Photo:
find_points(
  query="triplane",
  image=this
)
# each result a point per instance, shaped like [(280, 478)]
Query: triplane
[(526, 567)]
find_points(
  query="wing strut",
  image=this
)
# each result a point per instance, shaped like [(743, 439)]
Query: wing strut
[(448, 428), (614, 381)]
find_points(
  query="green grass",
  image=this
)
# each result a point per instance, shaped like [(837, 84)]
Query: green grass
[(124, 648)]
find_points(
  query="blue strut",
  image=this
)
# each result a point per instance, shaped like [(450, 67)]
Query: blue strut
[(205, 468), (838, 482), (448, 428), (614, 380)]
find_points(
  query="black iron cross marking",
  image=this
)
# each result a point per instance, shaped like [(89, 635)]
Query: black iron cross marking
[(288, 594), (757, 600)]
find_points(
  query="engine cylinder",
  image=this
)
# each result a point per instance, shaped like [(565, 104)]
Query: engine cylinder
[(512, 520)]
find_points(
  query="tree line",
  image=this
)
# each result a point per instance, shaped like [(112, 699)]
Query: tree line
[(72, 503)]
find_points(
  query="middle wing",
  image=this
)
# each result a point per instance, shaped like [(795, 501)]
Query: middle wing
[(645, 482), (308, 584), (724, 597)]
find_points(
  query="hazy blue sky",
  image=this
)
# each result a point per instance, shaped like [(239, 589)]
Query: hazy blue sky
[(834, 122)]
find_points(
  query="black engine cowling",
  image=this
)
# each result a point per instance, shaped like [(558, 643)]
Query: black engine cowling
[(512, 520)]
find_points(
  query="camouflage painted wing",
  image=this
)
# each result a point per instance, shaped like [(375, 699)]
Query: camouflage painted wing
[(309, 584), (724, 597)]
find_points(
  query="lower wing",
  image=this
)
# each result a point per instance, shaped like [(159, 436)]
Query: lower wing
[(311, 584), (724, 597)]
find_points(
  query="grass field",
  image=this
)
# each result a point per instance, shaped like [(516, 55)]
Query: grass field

◇ ◇ ◇

▶ [REQUIREMENT]:
Format the listing above as a numbered list, starting with its first line and ending with the line that contains "[(205, 468), (838, 482), (448, 428), (614, 380)]", both included. Leave out any blank lines.

▶ [EXERCISE OUTPUT]:
1. Photo:
2. find_points(
3.   query="triplane",
4.   image=this
5. )
6. # each result a point per instance, shaped like [(280, 478)]
7. Query: triplane
8. [(526, 567)]
9. find_points(
10.   query="wing strut",
11.   image=this
12. )
13. # each result a point per instance, shaped like [(743, 439)]
14. Query: wing strut
15. [(448, 428), (614, 381)]
16. find_points(
17.   query="green grass",
18.   image=this
19. )
20. # each result a point per instance, shaped like [(837, 84)]
21. Query: green grass
22. [(124, 648)]
23. find_points(
24.   query="blue strut",
25.   image=this
26. )
27. # each result a point per instance, shaped like [(450, 67)]
28. Query: blue strut
29. [(205, 468), (838, 482), (448, 428), (614, 380)]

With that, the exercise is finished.